**WHAT YOU HAVE TO DO:** Rewrite the rows from the start of the rows through the line containing "[0,0,88,52]", substituting "lamppost" for "street lamp" and leaving everything else unchanged.

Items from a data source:
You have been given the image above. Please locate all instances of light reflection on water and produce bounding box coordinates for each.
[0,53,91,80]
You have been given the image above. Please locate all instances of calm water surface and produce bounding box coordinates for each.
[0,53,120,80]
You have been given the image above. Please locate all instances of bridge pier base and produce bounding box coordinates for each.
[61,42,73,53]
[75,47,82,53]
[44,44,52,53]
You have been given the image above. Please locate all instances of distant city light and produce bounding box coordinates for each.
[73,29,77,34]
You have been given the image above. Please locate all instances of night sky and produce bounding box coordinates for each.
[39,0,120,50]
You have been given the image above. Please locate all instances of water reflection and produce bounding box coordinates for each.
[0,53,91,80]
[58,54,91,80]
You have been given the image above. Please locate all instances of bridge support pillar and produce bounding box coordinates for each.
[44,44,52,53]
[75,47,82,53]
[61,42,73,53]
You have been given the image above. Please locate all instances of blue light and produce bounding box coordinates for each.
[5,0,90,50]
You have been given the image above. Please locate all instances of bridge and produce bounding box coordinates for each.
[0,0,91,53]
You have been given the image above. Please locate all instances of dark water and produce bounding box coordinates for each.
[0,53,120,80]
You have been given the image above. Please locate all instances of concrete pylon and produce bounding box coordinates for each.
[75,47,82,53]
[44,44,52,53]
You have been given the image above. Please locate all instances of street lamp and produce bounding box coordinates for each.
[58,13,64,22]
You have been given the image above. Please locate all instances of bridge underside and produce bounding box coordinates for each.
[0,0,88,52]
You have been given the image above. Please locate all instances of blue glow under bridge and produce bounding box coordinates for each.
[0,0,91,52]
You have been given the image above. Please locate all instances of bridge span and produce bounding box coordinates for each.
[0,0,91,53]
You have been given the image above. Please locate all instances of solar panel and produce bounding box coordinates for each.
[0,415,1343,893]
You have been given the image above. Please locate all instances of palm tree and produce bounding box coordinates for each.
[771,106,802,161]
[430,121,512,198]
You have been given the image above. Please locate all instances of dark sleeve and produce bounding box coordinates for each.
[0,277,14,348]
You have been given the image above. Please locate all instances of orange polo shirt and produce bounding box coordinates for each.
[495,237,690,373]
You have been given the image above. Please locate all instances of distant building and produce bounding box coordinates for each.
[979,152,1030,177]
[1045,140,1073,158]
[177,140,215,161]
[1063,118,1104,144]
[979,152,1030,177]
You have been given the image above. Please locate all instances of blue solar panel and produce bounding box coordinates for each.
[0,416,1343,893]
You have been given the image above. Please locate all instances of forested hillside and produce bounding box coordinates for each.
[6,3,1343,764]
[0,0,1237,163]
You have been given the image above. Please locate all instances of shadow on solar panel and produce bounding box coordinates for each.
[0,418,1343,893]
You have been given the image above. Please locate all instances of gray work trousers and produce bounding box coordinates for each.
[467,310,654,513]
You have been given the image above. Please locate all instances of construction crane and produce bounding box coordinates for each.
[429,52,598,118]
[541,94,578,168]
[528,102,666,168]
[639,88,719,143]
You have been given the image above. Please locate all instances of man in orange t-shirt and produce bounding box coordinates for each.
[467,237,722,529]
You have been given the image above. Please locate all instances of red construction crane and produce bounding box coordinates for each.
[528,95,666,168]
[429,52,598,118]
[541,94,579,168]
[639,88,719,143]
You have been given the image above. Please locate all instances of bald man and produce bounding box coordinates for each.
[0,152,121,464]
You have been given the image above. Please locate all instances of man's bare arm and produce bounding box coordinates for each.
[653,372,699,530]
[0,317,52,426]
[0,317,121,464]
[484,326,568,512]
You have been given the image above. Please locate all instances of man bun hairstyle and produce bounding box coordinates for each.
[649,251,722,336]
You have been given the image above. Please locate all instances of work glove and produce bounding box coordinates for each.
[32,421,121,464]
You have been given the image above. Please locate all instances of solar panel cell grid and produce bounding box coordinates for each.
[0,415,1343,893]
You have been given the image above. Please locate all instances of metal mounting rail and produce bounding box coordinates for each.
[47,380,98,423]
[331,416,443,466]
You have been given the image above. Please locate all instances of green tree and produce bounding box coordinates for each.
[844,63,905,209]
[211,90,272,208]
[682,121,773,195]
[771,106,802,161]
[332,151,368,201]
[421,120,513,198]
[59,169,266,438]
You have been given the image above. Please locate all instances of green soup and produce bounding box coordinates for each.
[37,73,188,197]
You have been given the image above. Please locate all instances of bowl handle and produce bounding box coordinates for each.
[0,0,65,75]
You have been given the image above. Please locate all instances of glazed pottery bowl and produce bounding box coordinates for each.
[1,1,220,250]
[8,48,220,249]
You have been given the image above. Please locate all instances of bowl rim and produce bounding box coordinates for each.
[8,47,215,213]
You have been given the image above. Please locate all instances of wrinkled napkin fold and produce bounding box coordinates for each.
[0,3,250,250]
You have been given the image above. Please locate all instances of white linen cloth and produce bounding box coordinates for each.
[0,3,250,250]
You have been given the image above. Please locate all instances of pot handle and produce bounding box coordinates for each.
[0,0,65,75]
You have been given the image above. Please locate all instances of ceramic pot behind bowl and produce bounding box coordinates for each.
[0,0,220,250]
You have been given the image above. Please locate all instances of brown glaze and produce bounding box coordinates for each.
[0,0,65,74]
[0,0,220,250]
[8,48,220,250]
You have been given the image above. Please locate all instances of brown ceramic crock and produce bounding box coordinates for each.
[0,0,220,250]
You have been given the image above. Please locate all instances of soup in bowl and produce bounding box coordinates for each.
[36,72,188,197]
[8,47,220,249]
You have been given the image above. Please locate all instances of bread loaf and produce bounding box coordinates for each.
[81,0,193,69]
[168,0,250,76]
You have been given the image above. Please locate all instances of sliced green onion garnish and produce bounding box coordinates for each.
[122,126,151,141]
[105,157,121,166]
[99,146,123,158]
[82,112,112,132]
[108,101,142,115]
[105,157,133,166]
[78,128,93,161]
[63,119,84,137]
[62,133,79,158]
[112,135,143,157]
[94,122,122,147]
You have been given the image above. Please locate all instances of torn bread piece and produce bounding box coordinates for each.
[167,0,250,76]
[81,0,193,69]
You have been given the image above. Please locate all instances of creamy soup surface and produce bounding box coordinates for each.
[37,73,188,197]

**TASK OUTPUT:**
You have been given the image above. Please locate all instances of light reflection on water and produce bounding box coordinates for each.
[0,53,91,80]
You have been given the image above. Please locate all instances of calm water surface and produce bounding box coordinates for each.
[0,53,120,80]
You have been given the image above. Please locate all instances of bridge pier base and produce bounding box coordinates for each.
[61,42,73,53]
[75,47,82,53]
[44,44,52,53]
You have been given the image above. Please locate all instances of distant city light and produce bounding box coordinates for each.
[73,29,77,34]
You have been given the image above. Please locate all instances of night sky and produce bounding box coordinates for each.
[39,0,120,50]
You have been given the image above. Please locate all instances of water reflection and produce bounding box coordinates for each.
[0,53,91,80]
[58,54,91,80]
You have been given the image above. Please locate all instances of bridge support pillar and produce bounding box coordinates for each.
[44,44,52,53]
[75,47,82,53]
[61,42,73,53]
You have been given the image above. Please locate all instances of blue light and produce bounding box coordinates for each.
[5,0,90,50]
You have been given the image above. Please locate all instances of bridge and produce bounding box coordinates for each.
[0,0,91,53]
You have been given the image above. Please locate all instances of dark water and produce bounding box coordinates for each.
[0,53,120,80]
You have been given the image above. Please locate all instances of concrete pylon and produce bounding box coordinates for each.
[75,47,82,53]
[44,44,52,53]
You have been given the image above. Please locate all instances of lamppost and produce bounding box coordinates for each.
[58,13,64,22]
You have been given the image above. Please locate all instances of bridge underside and produce bounding box coordinates for each.
[0,0,88,52]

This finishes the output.